[Point-based annotation data]

»»

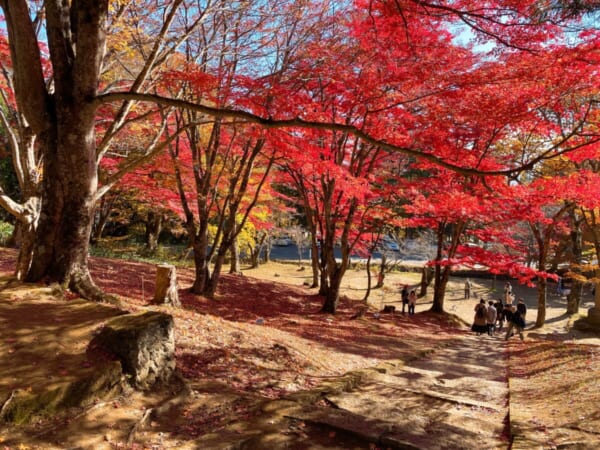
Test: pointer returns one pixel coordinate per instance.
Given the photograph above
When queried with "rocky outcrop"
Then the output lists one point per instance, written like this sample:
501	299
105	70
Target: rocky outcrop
144	344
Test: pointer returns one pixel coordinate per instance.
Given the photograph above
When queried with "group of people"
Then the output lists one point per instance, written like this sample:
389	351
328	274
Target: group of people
490	317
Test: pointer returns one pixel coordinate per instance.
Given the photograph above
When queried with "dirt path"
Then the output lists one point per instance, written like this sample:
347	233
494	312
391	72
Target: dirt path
453	398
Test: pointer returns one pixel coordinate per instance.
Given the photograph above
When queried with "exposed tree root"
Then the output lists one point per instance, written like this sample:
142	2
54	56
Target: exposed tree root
7	403
81	283
151	413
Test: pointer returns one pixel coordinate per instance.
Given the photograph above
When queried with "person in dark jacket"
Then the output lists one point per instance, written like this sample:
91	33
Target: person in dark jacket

««

INSTRUCTION:
Omit every picture while copying the listing above exactly.

EXPECTED ANSWER:
Test: pointer returns one pixel coordinate per instance.
Given the photograph above
When queried with "rocky outcrop"
Then the output lists one point per instance, written like this sample:
501	299
105	70
Target: rocky outcrop
144	344
Test: pointer returns one pixel coordinate per instance.
Given the photograph above
When queried with "group of people"
Then the output lists one point per instance, written like this sample:
389	351
328	274
Target: group of people
490	317
Test: pointer returns one pixel coordinate per instance.
Given the photograph above
When queried with "dirt path"
Then the output lists one point per instance, written like this sample:
347	233
494	312
391	72
Target: dirt path
453	398
Test: pointer returns one pixel coordinate per instance.
Given the photograph above
When queried with "exposed tree root"
Then the output lists one point per instance, written like this sample:
142	2
54	56
Target: exposed tree root
7	403
81	283
151	413
Test: pointer returns one pixel coordinate per instance.
Given the photograph above
When queried with "person in dark jacket"
Then the output lists one point per instance, written like this sample:
91	33
Target: person in dark jacket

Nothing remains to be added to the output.